▶ Kutipan Teks
┌──

JAKARTA - Di tengah tantangan pencapaian target produksi minyak nasional, pemerintah membuka lembaran baru lewat pendekatan yang lebih inklusif. Tidak lagi hanya bergantung pada raksasa industri energi, kini giliran masyarakat yang diajak berperan aktif dalam menjaga ketahanan energi nasional. Sebanyak 30 ribu sumur rakyat di berbagai daerah tercatat siap membantu mendongkrak angka lifting minyak nasional, sebuah langkah yang tak hanya menjanjikan efisiensi, tapi juga pemerataan manfaat ekonomi.
Menteri Energi dan Sumber Daya Mineral (ESDM), Bahlil Lahadalia, mengungkap bahwa ribuan sumur tersebut telah diinventarisasi dan berpotensi besar dalam menopang target lifting minyak sesuai Anggaran Pendapatan dan Belanja Negara (APBN) sebesar 605 ribu barel per hari (bph). Inisiatif ini merupakan bagian dari transformasi pendekatan energi yang lebih merakyat, tanpa mengesampingkan prinsip keberlanjutan dan keselamatan kerja.
“Ya, sekitar 20–30 ribu sumur (yang sudah diinventarisasi),” ungkap Bahlil, menegaskan bahwa peluang ini bukan sekadar wacana, melainkan sedang dalam tahap konkret dan terstruktur.
Sebagian besar sumur rakyat ini tersebar di Pulau Sumatera, khususnya di Aceh, Sumatera Selatan, dan Jambi. Wilayah-wilayah ini memang dikenal sebagai lumbung minyak bumi Indonesia sejak era kolonial, dan hingga kini masih menyimpan potensi besar untuk dimanfaatkan dengan pendekatan baru.
Berlakunya Peraturan Menteri ESDM Nomor 14 Tahun 2025 membuka jalan bagi koperasi, Badan Usaha Milik Daerah (BUMD), dan usaha kecil menengah (UKM) masyarakat setempat untuk terlibat langsung dalam pengelolaan bagian wilayah kerja. Tujuan utamanya bukan hanya mengejar volume produksi, melainkan menciptakan model pengelolaan energi yang lebih berkeadilan dan berdaya saing lokal.

└──

▶ Petikan Dataset
┌──

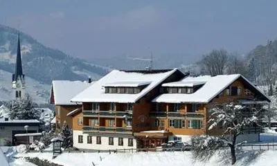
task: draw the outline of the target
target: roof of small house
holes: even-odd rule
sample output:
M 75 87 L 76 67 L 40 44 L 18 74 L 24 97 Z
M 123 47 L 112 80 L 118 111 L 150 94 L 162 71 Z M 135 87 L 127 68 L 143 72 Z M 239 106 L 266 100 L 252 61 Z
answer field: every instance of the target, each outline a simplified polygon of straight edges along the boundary
M 53 81 L 51 95 L 54 95 L 53 104 L 55 105 L 76 105 L 75 102 L 71 102 L 70 100 L 92 84 L 93 82 L 82 81 Z
M 154 98 L 152 102 L 199 102 L 208 103 L 219 95 L 223 90 L 238 78 L 242 77 L 253 89 L 262 94 L 265 100 L 270 102 L 270 100 L 260 91 L 256 86 L 252 84 L 244 77 L 240 74 L 233 75 L 218 75 L 216 76 L 204 75 L 198 77 L 187 77 L 184 78 L 179 83 L 171 83 L 172 86 L 178 84 L 184 84 L 188 82 L 205 82 L 197 91 L 193 93 L 163 93 Z M 167 84 L 170 85 L 170 83 Z M 191 84 L 192 85 L 192 84 Z
M 162 83 L 167 77 L 178 69 L 166 71 L 136 71 L 114 70 L 88 89 L 71 99 L 72 102 L 135 102 L 145 95 L 152 89 Z M 118 84 L 118 82 L 121 82 Z M 120 86 L 140 86 L 148 84 L 140 93 L 105 93 L 105 86 L 112 84 L 120 84 Z
M 80 111 L 82 111 L 82 107 L 78 108 L 78 109 L 74 109 L 73 111 L 69 112 L 69 113 L 66 114 L 66 116 L 72 116 Z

└──

▶ Petunjuk
Lanjutkan berita tentang sumur minyak rakyat di atas, dimulai setelah kalimat terakhir yang ditampilkan.

▶ Hasil Latihan
Dalam mekanisme yang dirancang, hasil produksi dari sumur rakyat nantinya akan dibeli oleh perusahaan minyak dan gas atau Kontraktor Kontrak Kerja Sama (KKKS) yang beroperasi di sekitar wilayah tersebut. Harga pembelian ditetapkan sebesar 70–80 persen dari harga rata-rata minyak mentah Indonesia atau Indonesian Crude Price (ICP), angka yang cukup kompetitif untuk mendorong keterlibatan aktif masyarakat.
“Ketika produksinya sudah ada dari sumur-sumur masyarakat, maka Pertamina sebagai offtaker (pembeli),” lanjut Bahlil, menegaskan komitmen perusahaan energi nasional dalam menyukseskan skema ini.
Pertamina memang telah menyatakan kesiapannya menjadi pembeli resmi dari minyak yang dihasilkan sumur rakyat. Produksi tersebut nantinya akan dihitung sebagai bagian dari lifting minyak milik KKKS, sehingga memberikan manfaat timbal balik yang saling menguntungkan antara perusahaan besar dan komunitas lokal.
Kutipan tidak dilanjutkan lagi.